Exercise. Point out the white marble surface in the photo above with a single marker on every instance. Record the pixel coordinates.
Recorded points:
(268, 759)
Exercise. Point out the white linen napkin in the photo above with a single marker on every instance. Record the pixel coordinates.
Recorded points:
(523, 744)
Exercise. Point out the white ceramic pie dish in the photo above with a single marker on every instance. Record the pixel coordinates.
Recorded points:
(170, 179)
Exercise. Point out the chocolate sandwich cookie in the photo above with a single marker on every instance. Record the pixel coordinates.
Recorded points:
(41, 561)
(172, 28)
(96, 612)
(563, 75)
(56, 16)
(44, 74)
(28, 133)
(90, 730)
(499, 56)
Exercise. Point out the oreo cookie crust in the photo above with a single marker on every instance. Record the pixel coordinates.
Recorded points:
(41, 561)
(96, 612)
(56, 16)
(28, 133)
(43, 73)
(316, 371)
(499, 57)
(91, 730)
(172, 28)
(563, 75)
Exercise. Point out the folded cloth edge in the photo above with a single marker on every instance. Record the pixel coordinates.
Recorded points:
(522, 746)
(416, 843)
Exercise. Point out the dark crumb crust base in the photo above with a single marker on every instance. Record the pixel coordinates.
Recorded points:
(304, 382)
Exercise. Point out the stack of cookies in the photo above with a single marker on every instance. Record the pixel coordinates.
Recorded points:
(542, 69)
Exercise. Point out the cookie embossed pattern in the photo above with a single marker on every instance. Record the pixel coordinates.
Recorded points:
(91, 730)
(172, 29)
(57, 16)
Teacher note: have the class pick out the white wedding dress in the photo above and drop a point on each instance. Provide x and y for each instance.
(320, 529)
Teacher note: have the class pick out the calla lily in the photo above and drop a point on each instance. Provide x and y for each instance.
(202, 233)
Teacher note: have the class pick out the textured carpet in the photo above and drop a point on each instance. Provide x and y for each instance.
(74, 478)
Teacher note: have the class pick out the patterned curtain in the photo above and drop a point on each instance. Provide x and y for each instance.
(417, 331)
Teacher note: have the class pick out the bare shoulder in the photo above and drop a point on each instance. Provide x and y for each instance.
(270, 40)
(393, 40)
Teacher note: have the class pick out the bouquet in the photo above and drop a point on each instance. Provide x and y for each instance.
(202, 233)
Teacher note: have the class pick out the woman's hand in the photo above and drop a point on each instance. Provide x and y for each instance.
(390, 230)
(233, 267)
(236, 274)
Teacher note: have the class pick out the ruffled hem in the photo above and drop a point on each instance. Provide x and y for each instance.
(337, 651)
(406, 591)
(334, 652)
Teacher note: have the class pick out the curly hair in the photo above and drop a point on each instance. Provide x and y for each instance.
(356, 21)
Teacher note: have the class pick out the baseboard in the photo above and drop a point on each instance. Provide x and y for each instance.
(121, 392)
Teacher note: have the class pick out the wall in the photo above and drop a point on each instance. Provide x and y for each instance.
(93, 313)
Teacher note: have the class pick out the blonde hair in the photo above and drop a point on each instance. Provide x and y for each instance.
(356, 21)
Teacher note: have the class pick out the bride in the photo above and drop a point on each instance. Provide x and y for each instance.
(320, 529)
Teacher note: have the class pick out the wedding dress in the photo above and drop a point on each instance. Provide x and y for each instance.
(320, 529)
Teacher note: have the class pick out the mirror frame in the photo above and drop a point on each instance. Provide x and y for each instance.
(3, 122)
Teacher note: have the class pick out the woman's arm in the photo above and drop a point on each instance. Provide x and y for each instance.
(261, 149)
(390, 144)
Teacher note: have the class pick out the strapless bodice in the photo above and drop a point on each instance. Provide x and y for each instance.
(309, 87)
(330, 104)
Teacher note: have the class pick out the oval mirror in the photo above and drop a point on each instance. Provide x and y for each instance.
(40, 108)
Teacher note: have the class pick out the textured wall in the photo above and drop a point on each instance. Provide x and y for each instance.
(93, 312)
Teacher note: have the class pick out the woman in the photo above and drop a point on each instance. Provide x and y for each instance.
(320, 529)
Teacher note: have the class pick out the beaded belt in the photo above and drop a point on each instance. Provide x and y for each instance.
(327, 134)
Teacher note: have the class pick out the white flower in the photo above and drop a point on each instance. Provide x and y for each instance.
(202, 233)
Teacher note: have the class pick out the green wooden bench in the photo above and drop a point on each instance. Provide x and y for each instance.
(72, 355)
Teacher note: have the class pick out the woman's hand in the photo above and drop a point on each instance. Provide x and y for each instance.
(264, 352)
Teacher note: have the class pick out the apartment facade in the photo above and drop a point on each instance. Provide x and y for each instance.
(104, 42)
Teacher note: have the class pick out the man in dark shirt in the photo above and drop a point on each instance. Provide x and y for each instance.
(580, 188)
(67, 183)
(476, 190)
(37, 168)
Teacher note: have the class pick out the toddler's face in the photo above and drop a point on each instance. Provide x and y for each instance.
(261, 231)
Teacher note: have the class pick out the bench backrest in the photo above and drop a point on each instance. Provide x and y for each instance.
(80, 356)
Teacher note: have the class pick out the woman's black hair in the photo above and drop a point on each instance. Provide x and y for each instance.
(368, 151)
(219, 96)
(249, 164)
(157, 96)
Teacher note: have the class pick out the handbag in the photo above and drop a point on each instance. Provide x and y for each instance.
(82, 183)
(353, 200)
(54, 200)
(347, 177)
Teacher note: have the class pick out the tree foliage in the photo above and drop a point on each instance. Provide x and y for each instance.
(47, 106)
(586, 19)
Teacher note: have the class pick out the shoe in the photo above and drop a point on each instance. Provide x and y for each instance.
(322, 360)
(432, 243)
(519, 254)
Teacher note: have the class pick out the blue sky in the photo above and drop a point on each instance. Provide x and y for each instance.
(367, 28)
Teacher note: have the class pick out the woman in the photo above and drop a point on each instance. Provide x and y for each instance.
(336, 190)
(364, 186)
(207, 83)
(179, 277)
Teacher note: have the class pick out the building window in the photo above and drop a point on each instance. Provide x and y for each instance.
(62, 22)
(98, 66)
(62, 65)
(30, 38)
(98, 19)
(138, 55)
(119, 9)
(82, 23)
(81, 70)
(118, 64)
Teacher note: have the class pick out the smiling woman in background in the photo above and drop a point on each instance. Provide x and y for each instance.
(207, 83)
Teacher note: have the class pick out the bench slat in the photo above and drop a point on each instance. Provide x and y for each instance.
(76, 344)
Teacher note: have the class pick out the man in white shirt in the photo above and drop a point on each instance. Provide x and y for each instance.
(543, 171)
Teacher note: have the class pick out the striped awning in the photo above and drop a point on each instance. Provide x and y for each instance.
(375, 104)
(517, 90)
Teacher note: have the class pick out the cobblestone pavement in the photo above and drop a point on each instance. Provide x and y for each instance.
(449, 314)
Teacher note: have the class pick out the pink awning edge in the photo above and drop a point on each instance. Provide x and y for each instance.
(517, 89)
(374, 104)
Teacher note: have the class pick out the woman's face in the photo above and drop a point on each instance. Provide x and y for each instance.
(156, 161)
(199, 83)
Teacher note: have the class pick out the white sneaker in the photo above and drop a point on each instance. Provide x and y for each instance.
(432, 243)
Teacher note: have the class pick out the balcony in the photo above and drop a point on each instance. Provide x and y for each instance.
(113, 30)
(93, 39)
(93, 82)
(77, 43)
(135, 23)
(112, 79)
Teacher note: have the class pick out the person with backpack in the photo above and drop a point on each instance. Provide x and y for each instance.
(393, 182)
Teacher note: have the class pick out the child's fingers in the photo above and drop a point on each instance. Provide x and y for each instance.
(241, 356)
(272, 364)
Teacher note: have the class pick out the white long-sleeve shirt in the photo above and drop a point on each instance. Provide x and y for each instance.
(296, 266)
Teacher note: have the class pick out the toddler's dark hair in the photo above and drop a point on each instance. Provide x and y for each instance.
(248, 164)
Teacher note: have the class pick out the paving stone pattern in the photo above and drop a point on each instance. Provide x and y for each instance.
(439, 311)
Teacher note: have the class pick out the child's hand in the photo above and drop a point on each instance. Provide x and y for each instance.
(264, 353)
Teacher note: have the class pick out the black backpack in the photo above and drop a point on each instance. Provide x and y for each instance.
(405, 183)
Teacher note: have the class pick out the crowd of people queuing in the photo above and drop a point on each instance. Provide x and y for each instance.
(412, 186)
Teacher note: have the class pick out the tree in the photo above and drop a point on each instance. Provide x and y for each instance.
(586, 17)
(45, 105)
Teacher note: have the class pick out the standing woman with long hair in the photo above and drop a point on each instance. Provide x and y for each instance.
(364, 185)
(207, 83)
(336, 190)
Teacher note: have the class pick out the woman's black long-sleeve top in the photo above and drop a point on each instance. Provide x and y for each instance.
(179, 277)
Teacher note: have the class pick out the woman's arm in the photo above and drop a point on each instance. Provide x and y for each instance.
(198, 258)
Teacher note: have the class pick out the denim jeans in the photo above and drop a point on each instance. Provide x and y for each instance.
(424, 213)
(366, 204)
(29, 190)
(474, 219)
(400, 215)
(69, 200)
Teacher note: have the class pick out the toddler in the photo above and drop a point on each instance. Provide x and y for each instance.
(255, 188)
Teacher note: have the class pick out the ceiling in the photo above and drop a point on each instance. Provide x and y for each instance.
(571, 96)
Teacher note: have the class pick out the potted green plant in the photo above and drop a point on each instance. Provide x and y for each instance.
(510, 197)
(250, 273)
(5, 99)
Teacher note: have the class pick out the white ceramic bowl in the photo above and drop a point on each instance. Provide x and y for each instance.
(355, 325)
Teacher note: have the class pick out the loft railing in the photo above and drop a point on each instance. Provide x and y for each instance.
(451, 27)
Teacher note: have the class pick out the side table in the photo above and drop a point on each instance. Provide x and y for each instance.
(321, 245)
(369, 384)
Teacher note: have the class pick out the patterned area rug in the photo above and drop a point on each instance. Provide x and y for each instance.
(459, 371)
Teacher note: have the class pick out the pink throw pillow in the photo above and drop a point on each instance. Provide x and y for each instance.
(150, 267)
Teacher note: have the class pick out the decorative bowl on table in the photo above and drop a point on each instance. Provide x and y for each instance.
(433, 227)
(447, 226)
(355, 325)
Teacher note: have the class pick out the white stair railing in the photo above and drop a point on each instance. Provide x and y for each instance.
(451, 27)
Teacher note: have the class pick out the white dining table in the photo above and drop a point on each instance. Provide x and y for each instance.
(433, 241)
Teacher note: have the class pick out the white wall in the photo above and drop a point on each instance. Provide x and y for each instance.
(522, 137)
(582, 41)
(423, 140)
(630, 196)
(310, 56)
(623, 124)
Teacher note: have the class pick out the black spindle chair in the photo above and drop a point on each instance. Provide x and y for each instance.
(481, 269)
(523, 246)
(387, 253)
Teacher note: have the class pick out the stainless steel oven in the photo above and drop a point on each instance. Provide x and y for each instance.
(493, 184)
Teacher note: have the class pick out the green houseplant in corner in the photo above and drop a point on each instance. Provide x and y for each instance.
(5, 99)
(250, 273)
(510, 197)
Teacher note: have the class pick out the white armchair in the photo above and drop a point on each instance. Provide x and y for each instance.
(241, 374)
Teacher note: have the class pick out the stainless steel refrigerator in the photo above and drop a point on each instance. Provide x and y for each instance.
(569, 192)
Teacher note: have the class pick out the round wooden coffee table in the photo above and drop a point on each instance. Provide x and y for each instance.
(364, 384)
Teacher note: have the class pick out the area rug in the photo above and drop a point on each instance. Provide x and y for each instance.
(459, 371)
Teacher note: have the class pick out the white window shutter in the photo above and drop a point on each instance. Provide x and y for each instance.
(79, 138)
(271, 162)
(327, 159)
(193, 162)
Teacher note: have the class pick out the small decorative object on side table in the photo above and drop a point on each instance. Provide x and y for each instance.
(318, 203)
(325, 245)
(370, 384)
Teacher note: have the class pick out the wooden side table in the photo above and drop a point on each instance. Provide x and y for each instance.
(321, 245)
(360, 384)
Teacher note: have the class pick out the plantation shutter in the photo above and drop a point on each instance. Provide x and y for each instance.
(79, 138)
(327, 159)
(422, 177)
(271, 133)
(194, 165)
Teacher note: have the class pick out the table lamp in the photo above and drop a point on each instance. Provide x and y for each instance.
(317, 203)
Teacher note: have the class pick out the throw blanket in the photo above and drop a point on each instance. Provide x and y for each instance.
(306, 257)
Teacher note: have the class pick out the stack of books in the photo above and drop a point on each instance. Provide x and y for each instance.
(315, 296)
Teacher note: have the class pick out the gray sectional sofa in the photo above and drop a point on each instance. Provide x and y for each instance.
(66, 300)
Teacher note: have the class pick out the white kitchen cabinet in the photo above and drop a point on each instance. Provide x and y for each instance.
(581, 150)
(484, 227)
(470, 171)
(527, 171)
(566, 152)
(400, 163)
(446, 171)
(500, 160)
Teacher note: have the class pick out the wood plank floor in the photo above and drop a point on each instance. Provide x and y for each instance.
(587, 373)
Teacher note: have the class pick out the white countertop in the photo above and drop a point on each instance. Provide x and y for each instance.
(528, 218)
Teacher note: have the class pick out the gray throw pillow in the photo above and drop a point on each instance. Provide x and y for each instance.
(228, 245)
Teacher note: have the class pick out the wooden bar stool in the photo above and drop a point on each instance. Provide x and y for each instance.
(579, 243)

------------------------------------------------

** TASK GOAL **
Give back exactly the lines that run from the line with "Teacher note: have the class pick out the wood plank" through the close of the material, counting both ends, and nothing more.

** SOLUTION BELOW **
Teacher note: have the class pick out the wood plank floor in the photo above and drop a point on each instance. Provide x and y for each instance.
(587, 373)
Teacher note: have the class pick out the white countertop in the photo above and drop a point on each instance. Provide x and y for each instance.
(528, 218)
Teacher note: have the class pick out the gray throw pillow in the photo above and drop a point on each instance. Provide x and y for each instance.
(228, 245)
Teacher note: have the class pick out the wooden bar stool in the photo above and drop a point on each instance. Provide x and y for each instance.
(579, 243)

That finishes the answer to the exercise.